Prosigue el texto crítico sobre la columna «Cultura vs. Balazos» a partir de la última oración que aparece en él.

[FRAGMENTO DEL DOCUMENTO]
• • • • •

ALMA DELIA MARTÍNEZ COBIÁN • CULTUROSOS CONTRA PARROQUIANOS


ALMA DELIA MARTÍNEZ COBIÁN
CULTUROSOS CONTRA PARROQUIANOS


«A mí,
las putas me gustan más que los espíritus
y los solitarios más que los borrachos
y los inteligentes más que los felices
y los perdedores más que los vanidosos
y los tímidos más que los gandallas
y los enfermos más que los abusivos
y los parias más que los chauvinistas
y los pobres más que los tacaños
y las enfermeras más que los mercaderes
y los maestros más que los burócratas
y los científicos más que los sacerdotes
y los relativos más que los absolutos.
Así es la miserable vida de poeta».

Estética práctica, Carlos López Dzur


RENTABILIDAD ESPIRITUAL PARA LA CULTURILLA LOCAL

En el recuadro de la última página del semanario «Bitácora», número 565, correspondiente a la edición del miércoles 6 de febrero de 2008, la directora de dicho hebdomario, Alma Delia Martínez Cobián, sin acotar al problema de «cultura» que le incumbe dilucidar, se apersonó con un articulejo de seráfica lamentación y que intituló «Cultura vs. Balazos. Paradojas de una ciudad enferma».
Sino le da este día cualquier sarna que rascar, pues los invito a chutárnoslo juntos, a efecto de sacarle algún recoldo letrístico o protoliterario. Y procuren no darle mucha sustancia a la risa porque el birote parece asunto serio.

La ruca empieza con un proemio en el que narra sus chocoaventuras culturosas del respectivo güíquen y, mediante un misticismo que pretende elevar a la categoría de crítica, se abre de capa y acepta la decapitación cotidiana del menjurje estético-cultural:

«Me preparo, como casi todos los fines de semana, para ofrecer otro evento artístico más en nuestro pequeño centro cultural enclavado en la zona de Otay Universidad» [Alma Delia Martínez Cobián, «Bitácora», página 8].

Monerías estéticas (literarias y musicales) se precisan en escena para deleite y congratulación de protagonistas y espectadores. Pero los artificios de la conciencia artística son insuficientes para jalar clientela culturosa. La pelusa prefiere los ritmos y tonalidades baratas, apartándose de los expresivos refinamientos de la sensibilidad estetizada como si se tratara de una bestia feroz con la que no se debe tener ningún contacto.

—Oiga, ¿y no se le vienen a la mente versitos inocuos, sin relevancia, y algunas onomatopeyas de los aplausos que se le aplaudieron al payaso en turno que salió a declamar sus notitas poéticas en ese «pequeño centro cultural enclavado en la zona de Otay Universidad»?
—Si es en la línea de herencia espiritual que se relaciona con los poetas de aquí y que ya sabemos quiénes son, entonces, te respondería con un .

• • • • •

[Datos de expresiones referenciales]
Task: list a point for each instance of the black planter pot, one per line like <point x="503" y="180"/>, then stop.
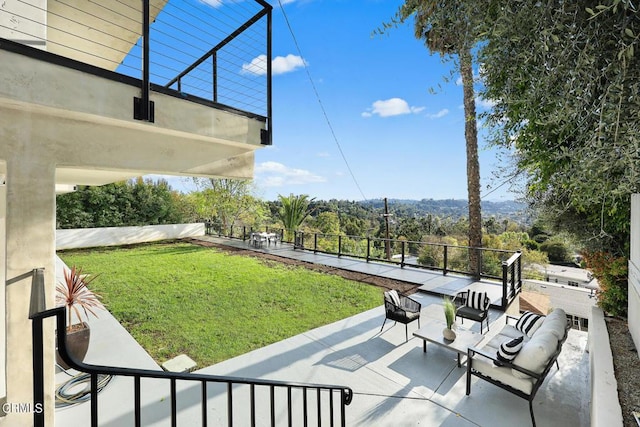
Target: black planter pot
<point x="77" y="344"/>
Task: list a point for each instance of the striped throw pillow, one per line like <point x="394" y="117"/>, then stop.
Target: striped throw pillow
<point x="395" y="298"/>
<point x="529" y="322"/>
<point x="476" y="300"/>
<point x="508" y="350"/>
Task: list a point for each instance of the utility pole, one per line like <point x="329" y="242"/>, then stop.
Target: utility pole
<point x="387" y="243"/>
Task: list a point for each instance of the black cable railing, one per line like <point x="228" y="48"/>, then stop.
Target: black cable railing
<point x="158" y="42"/>
<point x="304" y="404"/>
<point x="495" y="264"/>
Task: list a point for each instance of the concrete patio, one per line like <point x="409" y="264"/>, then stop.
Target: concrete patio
<point x="394" y="382"/>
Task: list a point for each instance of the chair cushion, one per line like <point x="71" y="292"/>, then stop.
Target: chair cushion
<point x="529" y="322"/>
<point x="471" y="313"/>
<point x="508" y="350"/>
<point x="395" y="298"/>
<point x="476" y="300"/>
<point x="536" y="353"/>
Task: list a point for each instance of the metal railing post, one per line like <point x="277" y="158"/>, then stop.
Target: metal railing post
<point x="368" y="248"/>
<point x="214" y="75"/>
<point x="445" y="267"/>
<point x="505" y="283"/>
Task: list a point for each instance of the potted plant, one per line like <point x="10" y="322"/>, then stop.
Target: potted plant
<point x="76" y="296"/>
<point x="450" y="317"/>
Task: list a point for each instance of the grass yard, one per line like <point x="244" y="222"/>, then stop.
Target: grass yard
<point x="181" y="298"/>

• • • • •

[RESULTADO DEL EJERCICIO]
A pesar del talento y la inteligencia, parece que no se comprenden las situaciones histórico-sociales y políticas que se viven. Lo digo por este primer arrumaco a quemarropa que la ruca lanza contra sí misma:

«Como todos los fines de semana, no estoy segura de si vamos a tener buena respuesta —que en nuestro caso consistiría en conformarnos con unos 20 o 30 asistentes que caben en nuestro reducido salón de usos múltiples—.»
[Alma Delia Martínez Cobián, «Bitácora», página 8].

—La verdad poética se vuelve algo secundario y pasa al trasfondo de las borracheras que se le anteponen.

Conformar un numeral de 20 a 30 asistentes es un ejemplo y síntoma de la brusca decadencia en que ha caído el arte. Ese linaje del drama-poético que procedía de Esquilo, Sófocles y Eurípides se ha vuelto un gargacho. La electricidad de la simpatía ha logrado conjuntar a una exigua asistencia de culturosos en el pequeño centro cultural de la mina en cuestión y, por lo que se avizora de lo antes leído, guarida para nobles pitofleros, seguro ha de ser ese mentado pequeño centro cultural que la ruca refiere. Lo admirable es la forma idealista en que se aferra, con uñas y dientes, a tal «negocio» que, a la vez, no es «negocio», solamente rentabilidad espiritual.

—Vaya manera de hilar el encanto con el desencanto. Una cotización de metáforas vale más que toda la firula que se capuchinearon los hermanos Salinas de Gortari.

Hay deformaciones que pasan inadvertidas, y he aquí la sintética descripción de su inmanencia laboral o pretensión ilusoria:

«”Desarrollo humano” es lo que ofertamos en La Escala y estamos completamente conscientes de lo que esto implica: “Eso no es negocio, mejor dedíquense a otra cosa”, es el consejo generalizado. ¿Pero qué pasa cuando uno no quiere hacer “negocio” sino simplemente vivir bien haciendo lo que a uno no únicamente le gusta sino le parece importante?» [Alma Delia Martínez Cobián, «Bitácora», página 8].

Rozamientos de sorda vecindad y de apartados signos sensibleros, cuando se prefiere el fruto podrido de las calamidades y el adictivo populismo antintelectual de la «onda grupera» y los correspectivos narcocorridos (llámese también menosprecio de los ignorantes hacia los asuntos de la cultura y las artes). Y, justamente, cuando la Alma Delia Martínez Cobián estaba a punto de convertirse en mártir de su causa, una cucaracha de alquitrán le arruinó el barril de miel:

«Paradójicamente, a unos cuantos metros de nuestro centro cultural, en la misma zona de Otay Universidad, todos los fines de semana los parroquianos que abarrotan un bar tipo “lounge” (es decir, no tiene mobiliario, sólo unos cuantos sillones y unas telas como adorno) desquician el transito estacionándose hasta en tercera fila y en no pocas ocasiones incluso en los camellones, sin que ninguna autoridad se asome por ahí para restablecer el orden» [Alma Delia Martínez Cobián, «Bitácora», página 8].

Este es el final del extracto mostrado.